Data entries:
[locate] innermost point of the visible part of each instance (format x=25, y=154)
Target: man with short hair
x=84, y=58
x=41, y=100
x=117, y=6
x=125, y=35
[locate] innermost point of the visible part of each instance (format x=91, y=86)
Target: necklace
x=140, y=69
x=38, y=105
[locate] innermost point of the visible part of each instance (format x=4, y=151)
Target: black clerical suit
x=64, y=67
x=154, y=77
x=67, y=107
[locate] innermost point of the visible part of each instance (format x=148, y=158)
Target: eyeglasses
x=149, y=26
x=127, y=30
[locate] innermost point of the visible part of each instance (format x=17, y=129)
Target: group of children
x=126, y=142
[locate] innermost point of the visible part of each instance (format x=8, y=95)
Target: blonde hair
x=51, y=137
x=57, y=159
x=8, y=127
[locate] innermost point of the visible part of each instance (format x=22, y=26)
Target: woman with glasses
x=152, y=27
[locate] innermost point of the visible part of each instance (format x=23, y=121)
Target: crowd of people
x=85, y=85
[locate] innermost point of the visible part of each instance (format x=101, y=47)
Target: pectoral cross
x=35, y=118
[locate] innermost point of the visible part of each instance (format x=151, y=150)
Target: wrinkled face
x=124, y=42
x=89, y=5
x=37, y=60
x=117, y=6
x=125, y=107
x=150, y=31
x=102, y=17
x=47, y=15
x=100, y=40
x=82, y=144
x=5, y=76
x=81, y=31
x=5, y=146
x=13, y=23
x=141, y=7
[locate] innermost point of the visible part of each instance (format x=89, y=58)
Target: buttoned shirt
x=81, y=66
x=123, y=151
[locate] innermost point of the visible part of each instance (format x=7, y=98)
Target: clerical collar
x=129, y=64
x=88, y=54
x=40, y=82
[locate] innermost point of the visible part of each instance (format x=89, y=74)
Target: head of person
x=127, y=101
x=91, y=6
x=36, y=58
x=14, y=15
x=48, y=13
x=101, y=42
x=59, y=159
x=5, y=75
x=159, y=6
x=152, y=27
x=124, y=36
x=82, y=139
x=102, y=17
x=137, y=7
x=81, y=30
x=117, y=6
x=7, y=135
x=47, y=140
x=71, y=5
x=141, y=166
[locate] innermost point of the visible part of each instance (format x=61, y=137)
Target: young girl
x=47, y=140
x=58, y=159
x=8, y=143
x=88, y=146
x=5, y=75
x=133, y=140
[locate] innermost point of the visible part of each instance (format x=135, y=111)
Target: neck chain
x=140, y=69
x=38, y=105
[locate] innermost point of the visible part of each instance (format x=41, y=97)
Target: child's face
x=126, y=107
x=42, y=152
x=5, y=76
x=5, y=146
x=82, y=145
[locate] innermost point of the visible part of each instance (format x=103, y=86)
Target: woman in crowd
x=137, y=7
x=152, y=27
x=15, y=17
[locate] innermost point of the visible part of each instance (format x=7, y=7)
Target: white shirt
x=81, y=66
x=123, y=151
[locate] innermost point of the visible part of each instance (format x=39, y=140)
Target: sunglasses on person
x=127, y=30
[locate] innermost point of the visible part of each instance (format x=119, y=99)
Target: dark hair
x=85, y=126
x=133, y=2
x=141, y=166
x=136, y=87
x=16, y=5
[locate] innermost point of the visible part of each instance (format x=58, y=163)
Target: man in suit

## What the exercise asks
Please print every row above again, word for word, with no changes.

## Task response
[locate] innermost point of the visible part of each instance (format x=25, y=154)
Target: man with short hair
x=84, y=58
x=41, y=100
x=117, y=6
x=125, y=35
[locate] innermost point of the visible part of each instance (format x=91, y=86)
Target: necklace
x=140, y=69
x=38, y=105
[locate] innermost point of the visible part of each instance (format x=4, y=151)
Target: black clerical suit
x=64, y=67
x=154, y=77
x=67, y=107
[locate] innermost point of the visible part of each instance (format x=148, y=158)
Target: eyeglasses
x=149, y=26
x=127, y=30
[locate] innermost point of the visible part of each instance (format x=17, y=129)
Target: group of children
x=126, y=142
[locate] innermost point of the visible part of each instance (format x=8, y=95)
Target: blonde hair
x=51, y=137
x=57, y=159
x=8, y=127
[locate] innermost point of the visible part of each instance (format x=22, y=26)
Target: woman with glasses
x=152, y=27
[locate] innermost point of the visible part of each instance (format x=23, y=121)
Target: crowd of people
x=85, y=85
[locate] innermost point of the visible part of each instance (format x=101, y=47)
Target: pectoral cross
x=35, y=118
[locate] innermost point of the visible part of each instance (format x=151, y=150)
Target: wrinkled face
x=124, y=42
x=89, y=5
x=37, y=60
x=117, y=6
x=125, y=107
x=150, y=31
x=102, y=17
x=47, y=15
x=100, y=40
x=82, y=144
x=5, y=76
x=81, y=31
x=5, y=146
x=13, y=23
x=141, y=7
[locate] innermost point of the visible part of each instance (format x=89, y=58)
Target: buttoned shirt
x=81, y=66
x=123, y=151
[locate] innermost point of the visible part of each instance (format x=7, y=98)
Target: clerical collar
x=129, y=64
x=88, y=54
x=40, y=82
[locate] innermost point of the visible part of each instance (format x=89, y=74)
Target: head of person
x=127, y=101
x=91, y=6
x=36, y=58
x=14, y=15
x=48, y=13
x=101, y=42
x=59, y=159
x=5, y=75
x=159, y=6
x=152, y=27
x=124, y=36
x=82, y=139
x=102, y=17
x=137, y=7
x=81, y=30
x=117, y=6
x=7, y=135
x=47, y=140
x=71, y=5
x=141, y=166
[locate] innermost point of the visible part of each instance (format x=61, y=137)
Target: young girl
x=47, y=140
x=58, y=159
x=8, y=143
x=88, y=146
x=5, y=75
x=133, y=140
[locate] innermost point of the visible part of each instance (format x=135, y=111)
Target: neck chain
x=140, y=69
x=38, y=105
[locate] innermost point of the visible part of each instance (format x=41, y=97)
Target: child's face
x=126, y=107
x=42, y=152
x=5, y=76
x=5, y=146
x=82, y=145
[locate] innermost point of the visible part of each instance (format x=103, y=86)
Target: woman in crowd
x=137, y=7
x=152, y=27
x=15, y=17
[locate] innermost point of the visible part of each instance (format x=7, y=7)
Target: white shirt
x=81, y=66
x=123, y=151
[locate] innermost point of the visible part of each instance (format x=39, y=140)
Target: sunglasses on person
x=127, y=30
[locate] innermost point of the visible part of each instance (format x=119, y=99)
Target: dark hair
x=85, y=126
x=133, y=2
x=141, y=166
x=136, y=87
x=16, y=5
[locate] innermost point of the visible part of each instance (format x=58, y=163)
Target: man in suit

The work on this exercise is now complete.